• **Challenge**:
Transcribe the lines of the data below without changes, beginning with the line containing "Spot any visible hoodie drawstring." and continuing through the line containing "[441,236,500,256]".

Region annotation entries:
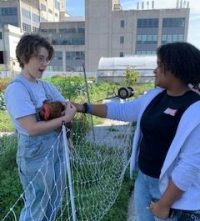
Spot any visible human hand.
[149,201,170,219]
[64,102,77,122]
[71,102,85,113]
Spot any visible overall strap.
[11,75,37,108]
[39,80,53,101]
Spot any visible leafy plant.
[125,67,139,87]
[0,92,6,110]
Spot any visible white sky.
[121,0,200,49]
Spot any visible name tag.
[164,107,178,117]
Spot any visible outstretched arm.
[72,102,107,118]
[17,102,76,136]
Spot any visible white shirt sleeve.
[172,125,200,191]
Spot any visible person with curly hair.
[74,42,200,221]
[5,34,76,221]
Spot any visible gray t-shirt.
[4,78,65,135]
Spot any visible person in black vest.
[74,42,200,221]
[5,34,76,221]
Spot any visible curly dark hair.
[157,42,200,85]
[16,34,54,68]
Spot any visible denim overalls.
[14,76,66,221]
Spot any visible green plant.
[125,67,139,87]
[0,92,6,110]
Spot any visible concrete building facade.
[85,0,189,71]
[0,0,190,74]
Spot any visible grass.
[0,110,14,132]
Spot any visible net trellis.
[0,114,133,221]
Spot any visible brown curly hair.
[16,34,54,68]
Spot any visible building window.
[40,4,47,11]
[163,18,185,28]
[137,18,158,28]
[120,20,125,28]
[22,8,31,19]
[162,34,184,44]
[120,36,124,44]
[137,35,158,44]
[0,7,17,16]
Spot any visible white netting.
[0,115,133,221]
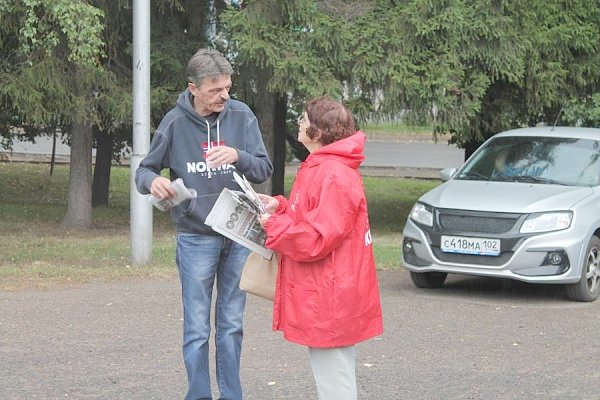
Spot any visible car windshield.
[456,136,600,186]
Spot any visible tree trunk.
[254,83,276,193]
[271,94,287,195]
[92,129,114,207]
[61,122,93,229]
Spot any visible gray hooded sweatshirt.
[135,89,273,234]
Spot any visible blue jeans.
[176,233,250,400]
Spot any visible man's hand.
[206,146,239,168]
[150,176,176,199]
[256,193,279,214]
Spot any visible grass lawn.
[0,162,439,290]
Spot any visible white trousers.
[308,346,357,400]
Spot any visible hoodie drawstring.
[204,118,221,179]
[204,120,212,179]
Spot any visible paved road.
[0,271,600,400]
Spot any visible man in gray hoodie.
[135,49,273,400]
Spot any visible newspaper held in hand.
[148,178,196,211]
[204,173,273,260]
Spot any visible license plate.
[441,236,500,256]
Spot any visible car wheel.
[410,271,448,289]
[567,236,600,301]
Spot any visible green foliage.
[223,0,600,146]
[563,93,600,128]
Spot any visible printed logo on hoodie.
[186,140,235,175]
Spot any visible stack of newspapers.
[205,172,273,259]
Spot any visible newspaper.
[148,178,197,211]
[205,172,273,260]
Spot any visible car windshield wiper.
[458,171,490,181]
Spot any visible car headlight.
[410,203,433,226]
[521,211,573,233]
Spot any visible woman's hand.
[257,193,279,214]
[258,214,271,228]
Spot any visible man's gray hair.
[185,49,233,85]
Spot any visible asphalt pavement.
[0,270,600,400]
[0,135,464,179]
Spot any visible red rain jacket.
[265,132,383,347]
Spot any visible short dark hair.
[305,96,356,146]
[185,49,233,86]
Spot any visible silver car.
[402,127,600,301]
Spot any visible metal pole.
[130,0,152,265]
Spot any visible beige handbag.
[240,251,279,301]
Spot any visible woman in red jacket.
[261,97,383,400]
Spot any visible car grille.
[438,214,518,234]
[427,209,526,266]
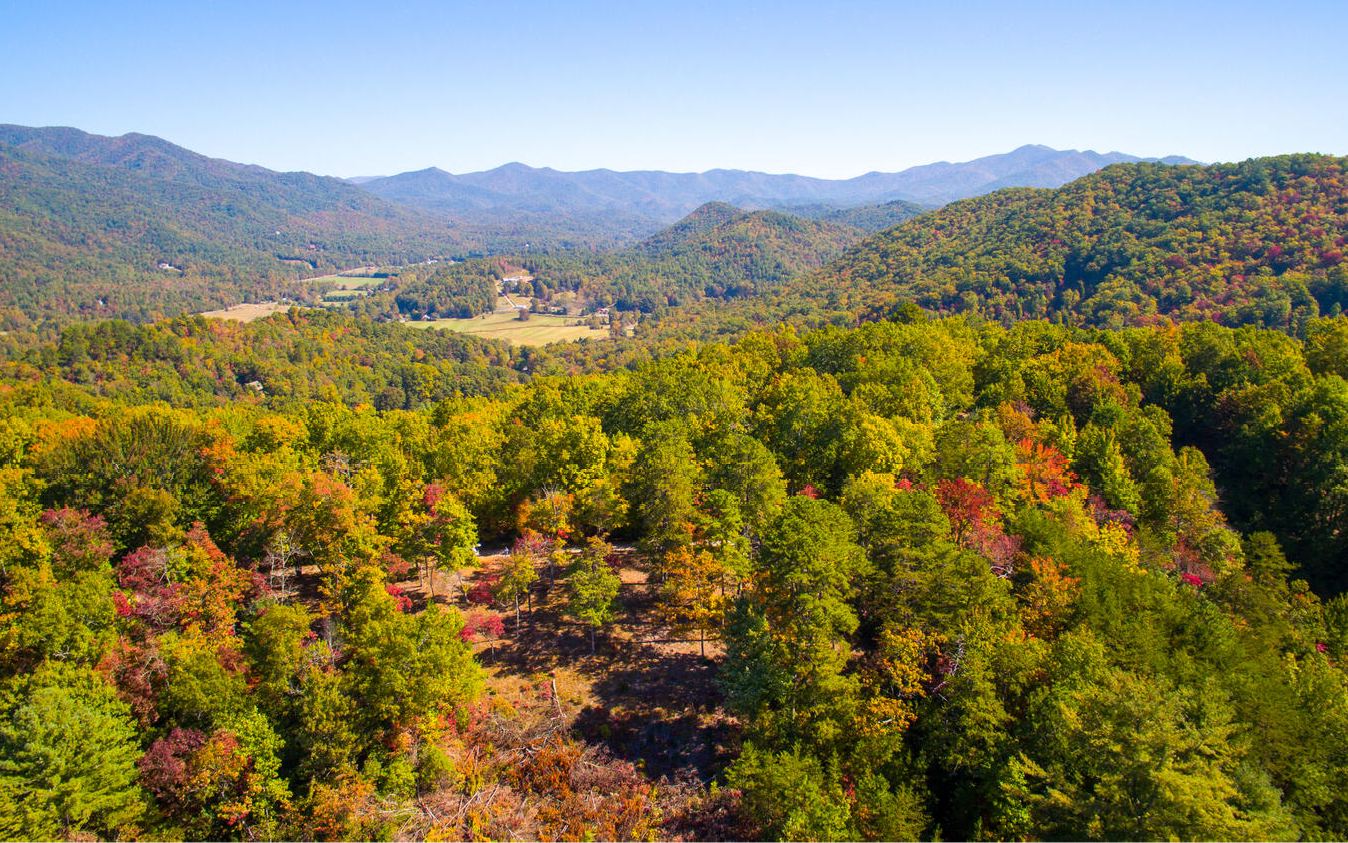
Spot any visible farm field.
[407,310,608,345]
[201,302,295,322]
[305,266,387,290]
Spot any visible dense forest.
[0,127,1348,840]
[0,312,1348,839]
[0,127,458,328]
[814,155,1348,330]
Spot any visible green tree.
[566,538,621,653]
[0,665,144,840]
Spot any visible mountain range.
[357,146,1197,233]
[0,125,1188,320]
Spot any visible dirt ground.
[399,548,737,782]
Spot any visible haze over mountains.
[0,125,1188,320]
[357,146,1197,224]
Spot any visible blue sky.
[0,0,1348,178]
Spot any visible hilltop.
[0,125,454,321]
[793,155,1348,328]
[360,146,1193,237]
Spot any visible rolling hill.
[0,125,457,321]
[791,155,1348,328]
[360,146,1193,236]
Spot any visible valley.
[0,127,1348,840]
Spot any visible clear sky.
[0,0,1348,177]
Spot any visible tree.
[630,426,702,554]
[661,548,725,658]
[566,538,623,653]
[0,665,144,840]
[496,550,538,630]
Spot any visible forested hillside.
[0,314,1348,839]
[369,202,864,318]
[0,125,457,326]
[819,155,1348,330]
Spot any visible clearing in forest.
[407,310,608,345]
[201,302,295,322]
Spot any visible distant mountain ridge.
[359,146,1197,231]
[0,125,457,324]
[808,154,1348,332]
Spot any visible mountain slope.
[780,200,930,233]
[0,125,454,318]
[369,202,865,317]
[360,146,1188,233]
[794,155,1348,328]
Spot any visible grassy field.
[201,302,293,322]
[305,266,388,290]
[407,312,608,345]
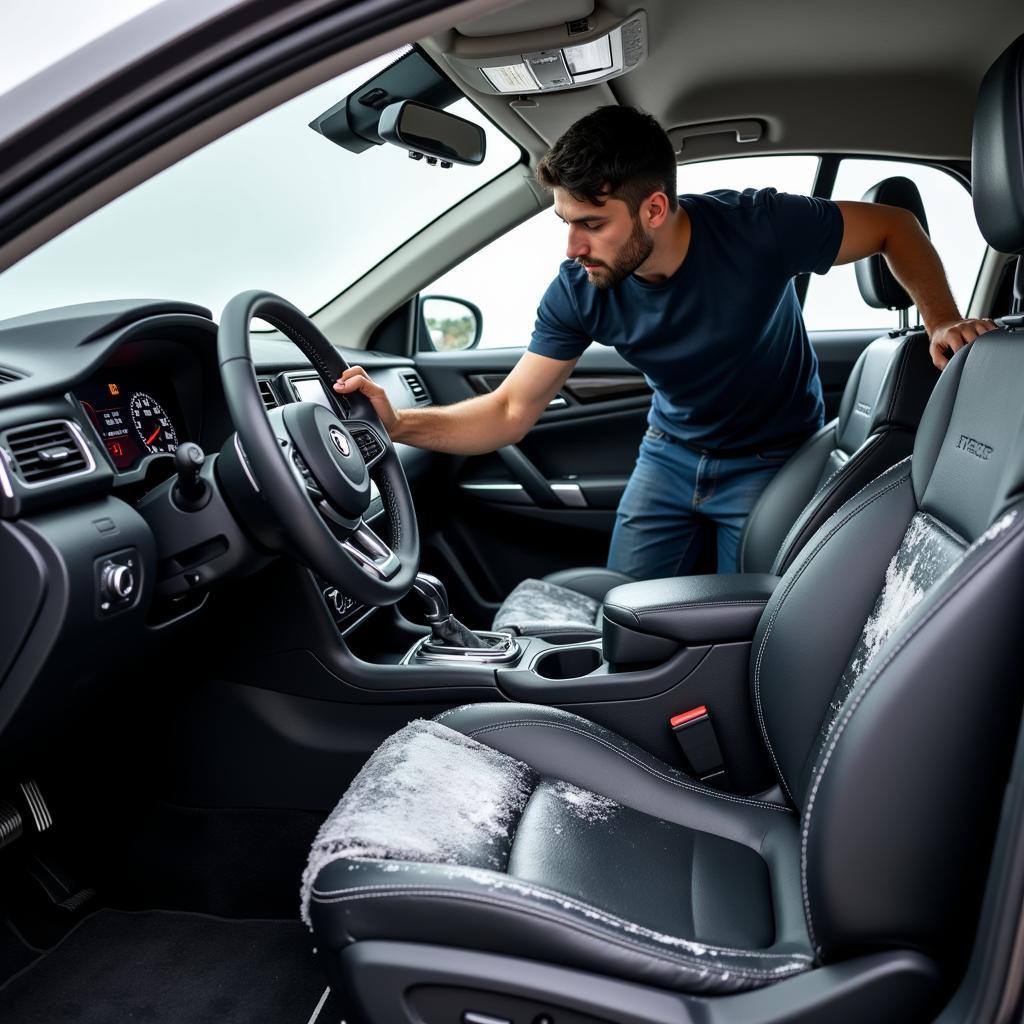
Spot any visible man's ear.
[640,193,671,229]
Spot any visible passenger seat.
[493,177,939,643]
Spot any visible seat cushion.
[303,705,812,992]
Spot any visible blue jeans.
[608,430,795,580]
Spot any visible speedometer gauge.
[129,391,178,452]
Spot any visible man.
[335,106,994,580]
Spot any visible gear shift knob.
[413,572,449,626]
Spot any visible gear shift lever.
[413,572,487,647]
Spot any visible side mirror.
[377,99,487,167]
[420,295,483,352]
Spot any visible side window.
[421,209,565,348]
[421,157,818,348]
[804,159,985,331]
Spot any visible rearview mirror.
[377,99,486,167]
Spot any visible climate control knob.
[99,562,135,601]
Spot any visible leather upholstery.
[306,332,1024,993]
[305,51,1024,1003]
[308,705,812,992]
[493,178,938,639]
[971,36,1024,253]
[765,332,939,574]
[854,177,928,309]
[604,572,778,646]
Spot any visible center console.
[402,573,778,793]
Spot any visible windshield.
[0,45,519,318]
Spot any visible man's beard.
[577,217,654,288]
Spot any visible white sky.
[0,0,160,92]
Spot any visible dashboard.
[0,301,432,753]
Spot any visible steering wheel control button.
[94,548,139,616]
[351,427,384,465]
[283,401,371,521]
[328,427,352,459]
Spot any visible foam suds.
[302,721,537,925]
[494,580,601,630]
[552,781,621,824]
[815,513,964,759]
[315,863,813,976]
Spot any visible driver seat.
[302,37,1024,1024]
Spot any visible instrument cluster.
[75,370,186,470]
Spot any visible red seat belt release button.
[669,705,725,785]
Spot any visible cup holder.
[534,647,604,679]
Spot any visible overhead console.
[444,0,647,96]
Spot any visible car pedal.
[19,779,53,831]
[0,800,25,850]
[28,854,96,914]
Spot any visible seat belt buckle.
[669,705,726,785]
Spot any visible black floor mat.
[0,910,341,1024]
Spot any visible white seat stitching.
[466,719,793,814]
[754,458,910,804]
[800,516,1021,949]
[313,886,814,979]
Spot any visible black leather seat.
[492,177,938,641]
[303,38,1024,1024]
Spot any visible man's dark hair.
[537,106,677,216]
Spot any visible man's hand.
[334,367,400,438]
[928,319,995,370]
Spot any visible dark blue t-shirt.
[529,188,843,451]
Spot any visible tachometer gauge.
[129,391,178,452]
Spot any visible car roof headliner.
[427,0,1024,160]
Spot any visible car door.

• **Exercise result**:
Spot any visible hoodie drawstring.
[204,118,221,179]
[204,120,212,179]
Spot any visible paved road.
[0,271,600,400]
Spot any visible man in gray hoodie.
[135,49,273,400]
Spot any visible newspaper held in hand.
[148,178,196,211]
[204,173,273,260]
Spot any visible license plate.
[441,236,500,256]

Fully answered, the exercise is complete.